### Seçilen Metin
'''

İlginç bir açılış jeneriği ile başlayarak filmde tüm emeği geçenleri filmin sonunda değil başında gösteren ve bu anlamda belki de bitişi ile birlikte sizi aniden bir bilinmez boşlukta bırakmayı amaçlayan film tüm sahnelerinde gerilim/mistisizm/korku/bilinmezlik kavramları ile ve bu bağlamda seyircisi ile oynayıp duruyor. Uyarlandığı kısa hikâyede olduğu gibi filmde de hikâyenin sonu açık ki filmin tümü düşünüldüğünde aksi doğal olmazdı diye düşünüyorum. Zaman zaman Tarkovsky filmlerini çağrıştıran bir görselliği barındıran film hemen hiçbir anında bu görselliği tüm o video klip estetiği taşıyan filmlerin aksine tek başına bir seyir unsuru yapmayıp atmosferi yaratan diğer unsurların (kamera açıları, senaryo, oyunculuk, diyaloglar vs.) destekçisi olarak kullanıyor.

 

Hikâyeyi bir yatılı okulda büyüme sancısı içindeki genç kızların hikâyesi olarak düz bir mantık ile okumak da mümkün ve zaman zaman sizi buna yönlendiriyor film ama bir yandan da tüm o tabutla varış sahneleri, kızlar arasındaki hiyerarşiyi gösteren farklı renkteki saç kurdeleleri, diğerlerinin hiç gösterilmeyen yüzleri, bekleneceğinin aksine bale performanslarının sıradanlığı ve tüm o yasaklar hep başka şeyleri işaret ediyor.

 

Tüm bu bilinmezliğin yanında film aslında başta ismi ile olmak üzere konusunu açıkça beyan ediyor. Tüm o beyaz elbiseler, örgülü saçlar, kurdeleler, genç kızlığa geçişin öncesindeki farklı yaşlardaki kızlar; evet film masumiyet ve masumiyetin yitirilişi üzerine. Masumiyetin yitişi de filmin sonundaki genç erkeklerle karşılaşma sahnesi ile vurgulanıyor olsa gerek.

'''

### Kayıtlar
'''

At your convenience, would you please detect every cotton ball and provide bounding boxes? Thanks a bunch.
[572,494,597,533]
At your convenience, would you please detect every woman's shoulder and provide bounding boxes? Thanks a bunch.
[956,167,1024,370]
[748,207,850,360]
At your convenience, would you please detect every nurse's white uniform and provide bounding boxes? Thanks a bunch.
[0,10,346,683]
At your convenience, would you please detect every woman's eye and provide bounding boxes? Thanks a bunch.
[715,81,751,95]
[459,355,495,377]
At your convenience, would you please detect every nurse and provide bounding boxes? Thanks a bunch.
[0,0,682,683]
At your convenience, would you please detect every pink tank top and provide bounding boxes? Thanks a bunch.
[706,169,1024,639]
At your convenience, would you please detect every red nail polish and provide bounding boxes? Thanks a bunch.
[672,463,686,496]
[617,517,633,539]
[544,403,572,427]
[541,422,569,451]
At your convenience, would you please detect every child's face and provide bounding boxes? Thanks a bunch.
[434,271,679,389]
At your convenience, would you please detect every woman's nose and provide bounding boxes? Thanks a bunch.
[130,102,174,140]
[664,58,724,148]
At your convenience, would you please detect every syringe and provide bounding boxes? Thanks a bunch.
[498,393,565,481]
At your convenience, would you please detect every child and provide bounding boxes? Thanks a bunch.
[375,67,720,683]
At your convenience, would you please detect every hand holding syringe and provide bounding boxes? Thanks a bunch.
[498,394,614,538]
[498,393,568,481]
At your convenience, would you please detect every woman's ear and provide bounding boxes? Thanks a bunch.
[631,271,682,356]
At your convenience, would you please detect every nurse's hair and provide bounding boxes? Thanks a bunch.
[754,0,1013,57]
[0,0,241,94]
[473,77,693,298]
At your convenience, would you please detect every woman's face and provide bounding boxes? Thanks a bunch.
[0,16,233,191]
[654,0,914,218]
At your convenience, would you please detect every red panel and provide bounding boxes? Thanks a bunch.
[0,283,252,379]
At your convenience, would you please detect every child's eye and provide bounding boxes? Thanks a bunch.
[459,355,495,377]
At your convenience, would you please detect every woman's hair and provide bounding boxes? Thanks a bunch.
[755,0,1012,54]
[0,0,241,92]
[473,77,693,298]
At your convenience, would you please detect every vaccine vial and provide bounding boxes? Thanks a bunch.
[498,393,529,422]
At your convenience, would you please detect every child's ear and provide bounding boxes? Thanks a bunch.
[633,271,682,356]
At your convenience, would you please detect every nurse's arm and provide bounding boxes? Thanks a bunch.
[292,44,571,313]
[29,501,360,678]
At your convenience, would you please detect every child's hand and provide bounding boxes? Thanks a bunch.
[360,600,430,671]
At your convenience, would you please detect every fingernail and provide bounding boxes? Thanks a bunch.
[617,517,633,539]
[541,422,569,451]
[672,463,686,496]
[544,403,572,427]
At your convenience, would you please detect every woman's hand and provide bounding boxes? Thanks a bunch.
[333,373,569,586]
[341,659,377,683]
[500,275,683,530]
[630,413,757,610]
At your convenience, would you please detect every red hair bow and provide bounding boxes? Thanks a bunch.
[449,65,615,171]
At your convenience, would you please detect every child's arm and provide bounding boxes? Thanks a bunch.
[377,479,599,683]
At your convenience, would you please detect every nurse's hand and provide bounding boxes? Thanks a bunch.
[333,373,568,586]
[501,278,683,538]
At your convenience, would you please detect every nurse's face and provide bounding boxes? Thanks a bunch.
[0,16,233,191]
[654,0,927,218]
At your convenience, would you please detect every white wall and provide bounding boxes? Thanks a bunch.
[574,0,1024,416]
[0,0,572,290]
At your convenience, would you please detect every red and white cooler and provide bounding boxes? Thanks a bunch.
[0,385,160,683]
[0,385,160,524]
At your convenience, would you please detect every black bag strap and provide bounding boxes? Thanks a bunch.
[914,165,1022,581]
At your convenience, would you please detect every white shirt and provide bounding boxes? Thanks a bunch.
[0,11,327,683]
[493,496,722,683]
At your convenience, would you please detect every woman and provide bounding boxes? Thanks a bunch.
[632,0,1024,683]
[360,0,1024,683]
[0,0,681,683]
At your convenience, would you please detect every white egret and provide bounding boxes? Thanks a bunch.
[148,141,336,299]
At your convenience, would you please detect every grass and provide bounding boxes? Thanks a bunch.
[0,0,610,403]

'''

### Görev Tanımı
Seçilen metne göre şu soruları yanıtlayın:
(a) Film, emeği geçenleri hangi bölümde gösteriyor?
(b) Kızlar arasındaki hiyerarşiyi ne gösteriyor?
(c) Masumiyetin yitişi hangi sahneyle vurgulanıyor?

### Doğru Yanıt
(a) Filmin sonunda değil, başında, açılış jeneriğinde.
(b) Farklı renkteki saç kurdeleleri.
(c) Filmin sonundaki genç erkeklerle karşılaşma sahnesiyle.